# REPORT: Big Minnow 11/14 CBBT



## Zigh (May 2, 2002)

posted on 14-Nov-2003 6:59:59 PM
--------------------------------------------------------------------------------

Good evening folks. Just returned from another adventure aboard the Big Minnow. Managed to scoot across the bay to the 3rd island for a little Striper fishing this afternoon. Left S. Pond's with Capt. Paul and a couple of buddies at 12 NooN. The blustery W wind was at our stern for the ride out, masking the true nature of the 3-4ft. sea, ushered on by a 25kt wind. The forecast was for the wind to decrease, we all know how that goes though. So, as we approached the 3rd and 4th we saw a large group of gulls working the ocean side at the S end of the 3rd. We motored around and dropped some 3-way's over to get the party started. It wasn't long before the 1st fish, a schoolie, lept on the silver/ black Windcheater. Just as that fish was coming aboard, the 1st cast to the pilings produced a nice 32" fish. Nice looking battle on the spinning outfit, too. The surface bite was on. The capt. hailed any and all fisherman to the area, but it was a bit desolate out there this afternoon. Go figure! We did see the Empty Wallet and 1 other boat, a cc that was really bouncin' around. The bite lasted only an hour or so, but we managed a lot of fish in the 24-30" range. Most fell victim to the red/ white Windcheater on a slow retrieve. There were also fish caught on Storm's, Stretch's, popper's, and even a bucktail. The red/ white was hot! As the birds dissipated and the current and bite wanned, we trolled our way to the 4th. The winds and seas were not letting up, and so we picked 'em up for the run in at 3:45pm. Ugly, ugly, ugly coming in, definetly Big Minnow weather. Arrived back at the dock with our bounty around 4:30pm. We'll be back at 'em on Sunday. Until then.......... Fish On 



--------------------------------------------------------------------------------
Laughing so hard, the devil gets scared....

■ **Available data**
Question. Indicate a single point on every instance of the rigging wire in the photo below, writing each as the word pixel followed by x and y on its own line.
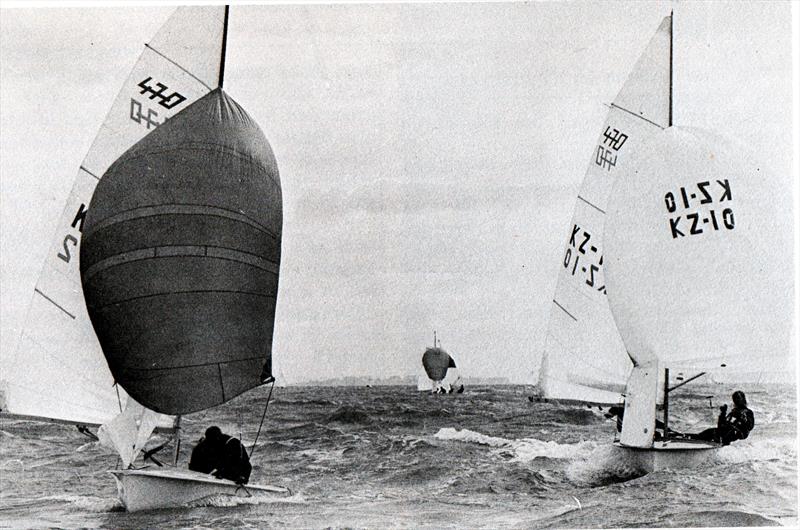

■ **Parts of the exercise**
**A.** Answer these questions about the Big Minnow fishing report, one line each:
(i) At what time did the group leave S. Pond's?
(ii) Which lure accounted for most of the fish?
(iii) Around what time did the boat arrive back at the dock?
**B.** Write what comes next in the Big Minnow fishing report, starting after its final line.

■ **Task results**
**A.**
(i) At 12 noon.
(ii) The red/white Windcheater, on a slow retrieve.
(iii) Around 4:30pm.

**B.**
Zigh 
><((((*>


----------



## Cdog (Mar 18, 2002)

*As always*

an excellent report. I bet it was snotty on th trip in.


----------



## FL FISHERMAN (Sep 30, 2002)

Thats right Zigh Nice Report! Too bad about them winds, you probably would of got into a lot more if they would have subsided. Tight Lines!


----------



## Kajun (Jul 13, 2003)

good report...i'm going out on the sally-t tommorow on the 5pm -9pm trip.. never been on a headboat here...hope i atleast catch my limit...but sounds like they out there.


----------



## coralhorizon (May 13, 2002)

How much is it for a half day trip on the Big Minnow?


----------



## Zigh (May 2, 2002)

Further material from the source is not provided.